(Dataset entries):
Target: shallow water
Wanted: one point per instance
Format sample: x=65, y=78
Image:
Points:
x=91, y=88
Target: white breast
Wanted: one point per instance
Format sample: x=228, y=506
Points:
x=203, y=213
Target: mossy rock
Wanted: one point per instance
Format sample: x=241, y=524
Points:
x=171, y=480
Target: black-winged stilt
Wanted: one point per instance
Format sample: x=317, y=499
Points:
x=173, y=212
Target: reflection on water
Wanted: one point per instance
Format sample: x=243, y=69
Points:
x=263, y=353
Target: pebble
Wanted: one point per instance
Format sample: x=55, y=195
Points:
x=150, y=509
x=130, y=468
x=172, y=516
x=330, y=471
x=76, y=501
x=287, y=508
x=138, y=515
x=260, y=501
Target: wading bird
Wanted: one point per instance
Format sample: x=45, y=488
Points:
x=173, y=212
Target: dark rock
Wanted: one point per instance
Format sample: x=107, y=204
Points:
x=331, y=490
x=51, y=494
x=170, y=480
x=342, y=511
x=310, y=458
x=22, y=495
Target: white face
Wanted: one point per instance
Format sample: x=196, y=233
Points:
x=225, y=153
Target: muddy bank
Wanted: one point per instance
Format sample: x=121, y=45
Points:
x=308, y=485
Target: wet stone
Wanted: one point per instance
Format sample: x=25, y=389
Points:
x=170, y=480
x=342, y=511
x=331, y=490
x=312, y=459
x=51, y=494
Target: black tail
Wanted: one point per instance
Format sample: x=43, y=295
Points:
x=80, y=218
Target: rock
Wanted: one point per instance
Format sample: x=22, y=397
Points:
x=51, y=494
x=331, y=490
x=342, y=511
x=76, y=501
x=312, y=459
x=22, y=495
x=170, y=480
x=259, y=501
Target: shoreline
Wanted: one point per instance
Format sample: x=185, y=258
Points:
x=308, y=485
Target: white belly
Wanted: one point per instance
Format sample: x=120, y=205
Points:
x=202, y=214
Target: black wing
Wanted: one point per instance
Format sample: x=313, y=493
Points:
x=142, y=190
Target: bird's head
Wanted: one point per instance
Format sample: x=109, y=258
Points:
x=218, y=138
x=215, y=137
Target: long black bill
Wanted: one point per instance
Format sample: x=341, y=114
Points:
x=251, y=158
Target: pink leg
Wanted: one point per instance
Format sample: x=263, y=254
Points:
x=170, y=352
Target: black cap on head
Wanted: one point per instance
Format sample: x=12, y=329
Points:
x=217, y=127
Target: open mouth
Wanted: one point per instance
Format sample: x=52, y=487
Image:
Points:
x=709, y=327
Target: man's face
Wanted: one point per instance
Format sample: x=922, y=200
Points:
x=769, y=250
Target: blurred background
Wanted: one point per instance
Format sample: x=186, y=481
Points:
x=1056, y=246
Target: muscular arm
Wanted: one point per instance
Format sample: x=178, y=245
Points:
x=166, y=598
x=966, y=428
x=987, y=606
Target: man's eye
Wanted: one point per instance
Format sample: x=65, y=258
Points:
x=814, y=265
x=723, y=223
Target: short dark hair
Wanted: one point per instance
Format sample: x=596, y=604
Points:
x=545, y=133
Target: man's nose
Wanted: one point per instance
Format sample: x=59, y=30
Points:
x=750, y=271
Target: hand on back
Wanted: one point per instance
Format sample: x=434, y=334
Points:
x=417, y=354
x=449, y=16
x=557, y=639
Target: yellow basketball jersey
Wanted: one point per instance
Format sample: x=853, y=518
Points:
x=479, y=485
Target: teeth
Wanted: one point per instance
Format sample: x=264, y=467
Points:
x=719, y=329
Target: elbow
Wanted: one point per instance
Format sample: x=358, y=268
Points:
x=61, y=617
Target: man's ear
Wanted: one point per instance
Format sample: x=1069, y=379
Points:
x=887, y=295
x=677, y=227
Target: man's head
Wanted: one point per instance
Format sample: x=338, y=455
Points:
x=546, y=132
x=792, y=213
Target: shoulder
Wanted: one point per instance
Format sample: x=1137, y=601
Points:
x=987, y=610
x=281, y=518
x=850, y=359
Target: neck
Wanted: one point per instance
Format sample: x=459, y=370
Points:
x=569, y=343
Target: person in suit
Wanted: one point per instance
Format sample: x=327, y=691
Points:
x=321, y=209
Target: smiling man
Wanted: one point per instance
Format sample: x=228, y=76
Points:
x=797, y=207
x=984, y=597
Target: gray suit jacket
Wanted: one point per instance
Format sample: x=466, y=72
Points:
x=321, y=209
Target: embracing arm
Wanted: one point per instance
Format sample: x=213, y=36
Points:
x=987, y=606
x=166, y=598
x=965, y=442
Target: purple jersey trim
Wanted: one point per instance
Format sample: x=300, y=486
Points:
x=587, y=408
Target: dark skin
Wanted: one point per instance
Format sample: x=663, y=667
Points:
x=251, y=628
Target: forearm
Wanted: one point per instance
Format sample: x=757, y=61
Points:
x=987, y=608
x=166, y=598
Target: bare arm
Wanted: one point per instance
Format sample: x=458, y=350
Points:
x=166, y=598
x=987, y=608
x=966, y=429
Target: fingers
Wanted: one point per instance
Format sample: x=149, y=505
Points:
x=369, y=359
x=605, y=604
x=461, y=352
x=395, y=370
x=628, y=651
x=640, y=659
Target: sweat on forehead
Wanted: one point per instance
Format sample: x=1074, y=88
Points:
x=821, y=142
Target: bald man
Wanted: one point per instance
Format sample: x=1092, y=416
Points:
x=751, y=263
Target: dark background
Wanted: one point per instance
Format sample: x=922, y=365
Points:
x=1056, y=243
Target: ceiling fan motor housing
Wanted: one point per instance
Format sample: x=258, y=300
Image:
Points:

(Written problem): Rewrite the listing from the line with "Target: shoreline" up to and including the line with "x=569, y=343", with every line in that span included. Shift each point by adding 102 to both its x and y values, and leave the format samples and all other lines unchanged.

(Written response):
Target: shoreline
Wanted: one point per instance
Format sample: x=185, y=258
Points:
x=410, y=587
Target: white belly
Wanted: one point per instance
Format sample: x=120, y=205
Points:
x=304, y=316
Target: black wing
Wanted: one point per instance
Format sample: x=313, y=493
Points:
x=244, y=292
Target: bird's head
Wanted: one point per instance
Format sample: x=109, y=258
Points:
x=320, y=240
x=317, y=239
Target: long black bill
Wanted: one point per instance
Format sample: x=341, y=114
Points:
x=353, y=260
Target: pink leg
Wanted: one point per instance
Format sample: x=263, y=254
Points:
x=272, y=454
Target: black cap on head
Wanted: one point per instance
Format sample: x=12, y=329
Points:
x=319, y=229
Target: open mouth
Wanted: one point per instance
Format sample: x=52, y=487
Image:
Points:
x=811, y=429
Target: man's face
Wanted: one point per instance
Format sample: x=922, y=200
Points:
x=871, y=352
Target: blurred background
Wanted: one point per instance
Format sample: x=186, y=481
Points:
x=1158, y=348
Target: muscular arm
Wanted: one point per instance
Format sample: x=178, y=245
Points:
x=268, y=700
x=1068, y=530
x=1089, y=708
Target: man's eye
Wanted: one point per instance
Format sample: x=65, y=258
Points:
x=916, y=367
x=825, y=325
Target: short dark hair
Wanted: one point per instance
Format sample: x=596, y=604
Points:
x=647, y=235
Target: man's nose
Wanted: one point per instance
Format sample: x=59, y=30
Points:
x=852, y=373
Target: hand on back
Wanted: one point per instance
Format sample: x=434, y=334
Points:
x=519, y=456
x=551, y=118
x=659, y=741
Target: yellow basketball jersey
Wanted: one point per instance
Format sample: x=853, y=518
Points:
x=581, y=587
Target: teeth
Wanted: one point per instance
Format sample: x=264, y=467
Points:
x=821, y=431
Target: elbow
Wanted: one point per instance
Format sample: x=358, y=268
Points:
x=163, y=719
Target: man's ear
Wanted: one point per instance
Format sample: x=1069, y=379
Points:
x=989, y=397
x=779, y=329
Target: man's head
Wanted: one point per instance
Format sample: x=338, y=455
Points:
x=648, y=234
x=894, y=315
Target: shoulder
Wanted: one point per instance
Format sample: x=1137, y=601
Points:
x=1089, y=712
x=383, y=620
x=952, y=461
Target: neck
Wanted: one point per instance
Format sample: x=459, y=370
Points:
x=671, y=445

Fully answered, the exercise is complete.